» Supplied records:
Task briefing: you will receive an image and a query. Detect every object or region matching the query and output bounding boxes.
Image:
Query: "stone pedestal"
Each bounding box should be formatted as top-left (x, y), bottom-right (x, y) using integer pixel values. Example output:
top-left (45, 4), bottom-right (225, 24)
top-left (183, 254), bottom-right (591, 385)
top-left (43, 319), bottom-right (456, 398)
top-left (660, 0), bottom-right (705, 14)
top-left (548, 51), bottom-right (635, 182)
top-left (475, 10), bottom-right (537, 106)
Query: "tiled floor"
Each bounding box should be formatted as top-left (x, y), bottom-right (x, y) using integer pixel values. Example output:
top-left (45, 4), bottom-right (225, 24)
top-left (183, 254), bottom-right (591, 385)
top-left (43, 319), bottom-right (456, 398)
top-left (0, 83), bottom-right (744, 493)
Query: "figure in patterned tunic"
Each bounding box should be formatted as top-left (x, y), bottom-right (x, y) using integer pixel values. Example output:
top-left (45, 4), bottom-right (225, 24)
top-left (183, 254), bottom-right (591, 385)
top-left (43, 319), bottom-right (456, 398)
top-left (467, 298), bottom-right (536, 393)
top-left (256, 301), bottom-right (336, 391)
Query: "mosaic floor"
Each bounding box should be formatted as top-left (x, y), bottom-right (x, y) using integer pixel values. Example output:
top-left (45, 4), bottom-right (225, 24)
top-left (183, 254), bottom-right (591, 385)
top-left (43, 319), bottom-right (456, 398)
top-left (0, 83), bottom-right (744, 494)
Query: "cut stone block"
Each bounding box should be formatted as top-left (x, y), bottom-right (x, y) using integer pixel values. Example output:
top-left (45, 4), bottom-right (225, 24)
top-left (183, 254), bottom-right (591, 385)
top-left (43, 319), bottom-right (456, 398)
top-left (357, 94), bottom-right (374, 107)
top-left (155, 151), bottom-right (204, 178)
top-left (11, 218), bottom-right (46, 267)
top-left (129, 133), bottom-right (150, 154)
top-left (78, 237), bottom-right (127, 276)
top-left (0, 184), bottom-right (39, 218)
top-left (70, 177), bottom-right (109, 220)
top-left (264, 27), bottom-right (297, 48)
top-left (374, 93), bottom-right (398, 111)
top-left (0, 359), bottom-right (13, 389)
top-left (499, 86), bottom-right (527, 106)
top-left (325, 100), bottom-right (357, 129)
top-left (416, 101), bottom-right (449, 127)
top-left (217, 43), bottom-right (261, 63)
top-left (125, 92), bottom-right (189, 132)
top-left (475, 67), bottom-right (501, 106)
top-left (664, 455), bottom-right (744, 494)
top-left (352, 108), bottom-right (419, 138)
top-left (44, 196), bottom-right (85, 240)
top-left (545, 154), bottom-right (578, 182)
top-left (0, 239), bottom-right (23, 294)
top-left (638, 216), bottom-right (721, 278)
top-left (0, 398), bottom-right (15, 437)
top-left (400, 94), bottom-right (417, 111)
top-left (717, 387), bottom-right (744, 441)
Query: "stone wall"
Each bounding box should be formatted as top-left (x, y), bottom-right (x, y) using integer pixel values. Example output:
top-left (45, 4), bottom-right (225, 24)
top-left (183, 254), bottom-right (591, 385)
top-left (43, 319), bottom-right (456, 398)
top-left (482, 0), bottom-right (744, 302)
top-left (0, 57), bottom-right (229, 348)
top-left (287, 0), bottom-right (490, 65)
...
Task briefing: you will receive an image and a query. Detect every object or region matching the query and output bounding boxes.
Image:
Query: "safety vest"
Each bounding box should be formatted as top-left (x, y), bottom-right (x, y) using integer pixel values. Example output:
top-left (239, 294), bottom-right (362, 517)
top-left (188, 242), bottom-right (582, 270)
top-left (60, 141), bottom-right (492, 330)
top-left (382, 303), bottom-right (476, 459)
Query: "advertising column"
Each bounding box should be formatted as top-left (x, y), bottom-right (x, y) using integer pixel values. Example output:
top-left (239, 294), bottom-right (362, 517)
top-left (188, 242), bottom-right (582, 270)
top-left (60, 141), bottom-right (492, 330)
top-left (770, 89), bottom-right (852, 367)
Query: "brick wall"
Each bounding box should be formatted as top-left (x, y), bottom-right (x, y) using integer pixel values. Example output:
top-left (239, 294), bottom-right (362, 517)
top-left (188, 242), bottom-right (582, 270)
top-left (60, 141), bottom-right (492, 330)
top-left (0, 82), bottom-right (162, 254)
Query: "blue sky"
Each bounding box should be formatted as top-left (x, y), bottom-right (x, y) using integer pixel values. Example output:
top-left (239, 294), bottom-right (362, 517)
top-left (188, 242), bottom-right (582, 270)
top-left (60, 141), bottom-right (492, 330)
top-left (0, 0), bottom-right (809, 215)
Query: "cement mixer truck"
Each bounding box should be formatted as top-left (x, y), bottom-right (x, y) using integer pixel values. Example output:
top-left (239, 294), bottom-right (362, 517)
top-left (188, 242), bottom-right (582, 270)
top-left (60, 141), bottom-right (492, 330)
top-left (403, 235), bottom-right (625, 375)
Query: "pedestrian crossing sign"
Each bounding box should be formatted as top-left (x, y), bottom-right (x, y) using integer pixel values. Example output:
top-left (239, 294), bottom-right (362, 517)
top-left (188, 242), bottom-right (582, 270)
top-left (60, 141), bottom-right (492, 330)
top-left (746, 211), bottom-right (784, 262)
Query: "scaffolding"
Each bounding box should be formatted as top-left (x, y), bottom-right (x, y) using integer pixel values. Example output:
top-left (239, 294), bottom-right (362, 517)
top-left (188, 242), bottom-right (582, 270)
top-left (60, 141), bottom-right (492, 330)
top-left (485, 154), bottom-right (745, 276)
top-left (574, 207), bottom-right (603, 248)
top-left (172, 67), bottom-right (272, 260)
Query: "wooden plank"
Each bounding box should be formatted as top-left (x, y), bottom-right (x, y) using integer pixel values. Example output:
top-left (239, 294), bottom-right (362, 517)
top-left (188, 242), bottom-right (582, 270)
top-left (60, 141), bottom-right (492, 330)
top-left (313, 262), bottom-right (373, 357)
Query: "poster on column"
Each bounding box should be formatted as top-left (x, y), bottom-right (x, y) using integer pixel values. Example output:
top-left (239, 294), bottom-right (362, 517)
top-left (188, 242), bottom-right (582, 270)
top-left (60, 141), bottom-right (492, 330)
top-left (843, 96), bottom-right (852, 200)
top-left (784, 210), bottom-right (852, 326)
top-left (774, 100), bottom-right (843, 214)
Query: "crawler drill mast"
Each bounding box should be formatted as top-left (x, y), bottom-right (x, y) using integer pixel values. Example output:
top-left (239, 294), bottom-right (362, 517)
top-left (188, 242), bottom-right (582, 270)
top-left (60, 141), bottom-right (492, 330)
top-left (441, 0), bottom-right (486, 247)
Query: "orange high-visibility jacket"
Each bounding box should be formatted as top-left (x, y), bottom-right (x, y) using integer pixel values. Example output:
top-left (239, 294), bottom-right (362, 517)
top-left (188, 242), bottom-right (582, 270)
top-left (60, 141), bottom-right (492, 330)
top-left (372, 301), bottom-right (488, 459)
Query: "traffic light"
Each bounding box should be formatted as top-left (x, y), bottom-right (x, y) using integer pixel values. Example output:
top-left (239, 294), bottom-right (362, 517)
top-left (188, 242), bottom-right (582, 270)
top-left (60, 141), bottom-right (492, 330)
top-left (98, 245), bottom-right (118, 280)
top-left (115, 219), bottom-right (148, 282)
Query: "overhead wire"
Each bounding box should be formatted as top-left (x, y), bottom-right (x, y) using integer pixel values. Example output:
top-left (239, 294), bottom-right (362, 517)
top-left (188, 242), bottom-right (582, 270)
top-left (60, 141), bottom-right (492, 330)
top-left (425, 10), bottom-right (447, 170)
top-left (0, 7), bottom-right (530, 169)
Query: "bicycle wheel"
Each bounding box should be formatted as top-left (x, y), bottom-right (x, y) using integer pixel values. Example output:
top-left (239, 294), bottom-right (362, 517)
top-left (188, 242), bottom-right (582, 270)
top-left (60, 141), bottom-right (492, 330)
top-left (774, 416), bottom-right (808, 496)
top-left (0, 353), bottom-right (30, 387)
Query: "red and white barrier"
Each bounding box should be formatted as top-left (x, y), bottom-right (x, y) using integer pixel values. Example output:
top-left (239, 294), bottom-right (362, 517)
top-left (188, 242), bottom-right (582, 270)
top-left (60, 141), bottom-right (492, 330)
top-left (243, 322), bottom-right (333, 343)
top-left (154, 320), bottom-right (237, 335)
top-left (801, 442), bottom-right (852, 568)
==
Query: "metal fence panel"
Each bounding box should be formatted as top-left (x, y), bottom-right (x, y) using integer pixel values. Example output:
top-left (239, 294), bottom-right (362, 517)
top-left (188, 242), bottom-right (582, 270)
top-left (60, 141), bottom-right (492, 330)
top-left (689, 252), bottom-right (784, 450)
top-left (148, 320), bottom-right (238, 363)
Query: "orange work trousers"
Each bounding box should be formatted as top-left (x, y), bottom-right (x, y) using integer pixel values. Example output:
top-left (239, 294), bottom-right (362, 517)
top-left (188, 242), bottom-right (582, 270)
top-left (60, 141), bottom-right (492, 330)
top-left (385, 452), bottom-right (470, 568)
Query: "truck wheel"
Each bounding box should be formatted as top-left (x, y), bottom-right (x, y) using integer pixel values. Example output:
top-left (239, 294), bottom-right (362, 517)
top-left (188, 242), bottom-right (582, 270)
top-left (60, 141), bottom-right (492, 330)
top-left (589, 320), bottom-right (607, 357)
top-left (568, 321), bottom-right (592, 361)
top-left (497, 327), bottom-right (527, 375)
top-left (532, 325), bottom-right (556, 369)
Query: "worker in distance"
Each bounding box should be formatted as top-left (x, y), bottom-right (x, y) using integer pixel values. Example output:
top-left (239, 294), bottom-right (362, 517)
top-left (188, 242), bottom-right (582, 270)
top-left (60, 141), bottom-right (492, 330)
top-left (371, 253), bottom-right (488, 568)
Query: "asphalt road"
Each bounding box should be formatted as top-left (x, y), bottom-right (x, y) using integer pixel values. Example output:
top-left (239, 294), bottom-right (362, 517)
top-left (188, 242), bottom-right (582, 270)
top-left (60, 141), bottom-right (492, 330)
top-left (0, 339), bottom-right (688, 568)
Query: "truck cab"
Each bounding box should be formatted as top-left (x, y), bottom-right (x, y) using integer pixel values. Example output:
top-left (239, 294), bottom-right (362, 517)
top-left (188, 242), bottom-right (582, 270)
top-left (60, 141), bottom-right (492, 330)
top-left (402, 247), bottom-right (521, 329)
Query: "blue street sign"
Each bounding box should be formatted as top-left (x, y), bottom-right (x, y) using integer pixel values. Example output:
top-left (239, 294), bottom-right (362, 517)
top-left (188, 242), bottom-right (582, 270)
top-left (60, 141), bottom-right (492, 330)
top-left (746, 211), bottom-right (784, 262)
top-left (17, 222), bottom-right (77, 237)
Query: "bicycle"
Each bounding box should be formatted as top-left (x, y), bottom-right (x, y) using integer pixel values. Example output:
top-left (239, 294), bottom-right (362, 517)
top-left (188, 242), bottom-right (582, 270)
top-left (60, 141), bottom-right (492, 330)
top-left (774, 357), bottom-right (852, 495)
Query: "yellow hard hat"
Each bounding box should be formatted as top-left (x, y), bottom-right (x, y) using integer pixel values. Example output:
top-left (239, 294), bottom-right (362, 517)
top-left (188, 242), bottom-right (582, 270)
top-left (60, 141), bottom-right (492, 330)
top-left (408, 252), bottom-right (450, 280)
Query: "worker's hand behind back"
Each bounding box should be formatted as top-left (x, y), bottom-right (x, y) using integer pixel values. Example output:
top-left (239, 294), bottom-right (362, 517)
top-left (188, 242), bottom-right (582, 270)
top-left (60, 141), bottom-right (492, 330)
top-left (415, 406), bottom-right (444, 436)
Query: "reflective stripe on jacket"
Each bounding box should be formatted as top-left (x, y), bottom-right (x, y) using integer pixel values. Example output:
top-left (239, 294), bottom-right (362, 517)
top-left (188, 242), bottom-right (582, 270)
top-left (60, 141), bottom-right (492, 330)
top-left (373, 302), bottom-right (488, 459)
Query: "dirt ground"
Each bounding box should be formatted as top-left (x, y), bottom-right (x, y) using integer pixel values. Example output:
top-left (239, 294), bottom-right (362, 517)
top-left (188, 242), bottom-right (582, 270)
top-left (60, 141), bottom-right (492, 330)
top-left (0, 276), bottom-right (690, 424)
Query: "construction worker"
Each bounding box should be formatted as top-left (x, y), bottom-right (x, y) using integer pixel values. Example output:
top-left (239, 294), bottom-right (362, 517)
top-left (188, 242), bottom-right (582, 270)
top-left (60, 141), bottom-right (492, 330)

» Exercise task:
Pull out every line of the entries above that contains the word "sign", and list each such line in full.

» Answer to the problem:
Query: "pedestrian crossing sign"
Query: "blue street sign"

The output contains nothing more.